▶ **Aufgaben**:
A - Übersetzen Sie aus dem Übungstext den Satz „Das Optionsrecht hätte innerhalb der Ausübungsfrist wahrgenommen werden müssen.“ ins Englische.
B - Führen Sie den Übungstext zum Mietrechtsstreit vor dem OLG Hamburg nach seinem letzten Satz fort.

▶ **Übungstext**:
--*--

Das OLG hilft der sofortigen Beschwerde der Vermieterin ab. Die Kosten des Verfahrens seien durch die Mieterin zu tragen. Das Optionsrecht hätte innerhalb der Ausübungsfrist wahrgenommen werden müssen. Die danach erfolgte Einigung über die Verlängerung der Mietzeit hätte als Nachtrag zum Mietvertrag abgeschlossen werden müssen. Da dies nicht geschehen ist, sei die Vermieterin zur ordentlichen Kündigung berechtigt gewesen.
Die Verteilung der Kosten nach beidseitiger Erledigungserklärung erfolgt nach § 91a Abs. 1 S. 1 ZPO nach billigem Ermessen unter der Berücksichtigung des bisherigen Sach- und Streitstandes. Grundlage der Entscheidung ist eine summarische Prüfung, bei der das Gericht davon absehen kann, in einer rechtlich schwierigen Sache nur wegen der Verteilung der Kosten alle für den Ausgang bedeutsamen Rechtsfragen abzuhandeln. Das OLG Hamburg kommt zu dem Ergebnis, dass nach dem Stand des Rechtsstreits die Mieterin voraussichtlich unterlegen gewesen wäre.

--*--

▶ **Vorliegende Auflistung**:
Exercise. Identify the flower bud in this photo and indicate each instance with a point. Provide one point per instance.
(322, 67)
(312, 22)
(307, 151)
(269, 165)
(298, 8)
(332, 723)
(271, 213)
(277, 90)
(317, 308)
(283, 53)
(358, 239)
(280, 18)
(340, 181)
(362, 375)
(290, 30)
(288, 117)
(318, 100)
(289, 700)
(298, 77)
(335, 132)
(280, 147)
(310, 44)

--*--

▶ **Erwartete Antworten**:
A - The option would have had to be exercised within the exercise period.

B -
Ein vertraglich eingeräumtes Optionsrecht erlischt nach Ablauf der Optionsausübungsfrist. Durch das Optionsrecht erhalten Mietende die Befugnis durch einseitige rechtsgestaltene Erklärung das bestehende Miet- oder Pachtverhältnis um die Optionszeit zu verlängern. Ein wahrgenommenes Optionsrecht stellt keinen neuen Vertragsschluss dar. Vielmehr handelt es sich um ein bereits vom Ausgangsvertrag eingeräumtes Gestaltungrecht. Durch Ausübung dieses Gestaltungsrechts verlängert sich die ursprünglich vereinbarte Vertragslaufzeit. Die vertraglichen Beziehungen ändern sich hierdurch aber nicht.
Eine den Mietvertrag abändernde Vereinbarung unterliegt dem Formerfordernis des § 550 S. 1 BGB
Sieht ein Optionsrecht vor, dass es innerhalb einer bestimmten Frist wahrzunehmen ist, müsse es auch innerhalb dieser Frist ausgeübt werden, so das OLG. Dabei sei die Vorschrift des § 550 S. 1 BGB entgegen der Entscheidung des erstinstanzlichen Gerichts nicht einschränkend auszulegen. Lediglich die Ausübung der Option durch einseitige Gestaltungserklärung unterliege dem Formzwang des § 550 S. 1 BGB. Denn dieser gelte eben nur für Verträge und nicht für einseitige Erklärungen.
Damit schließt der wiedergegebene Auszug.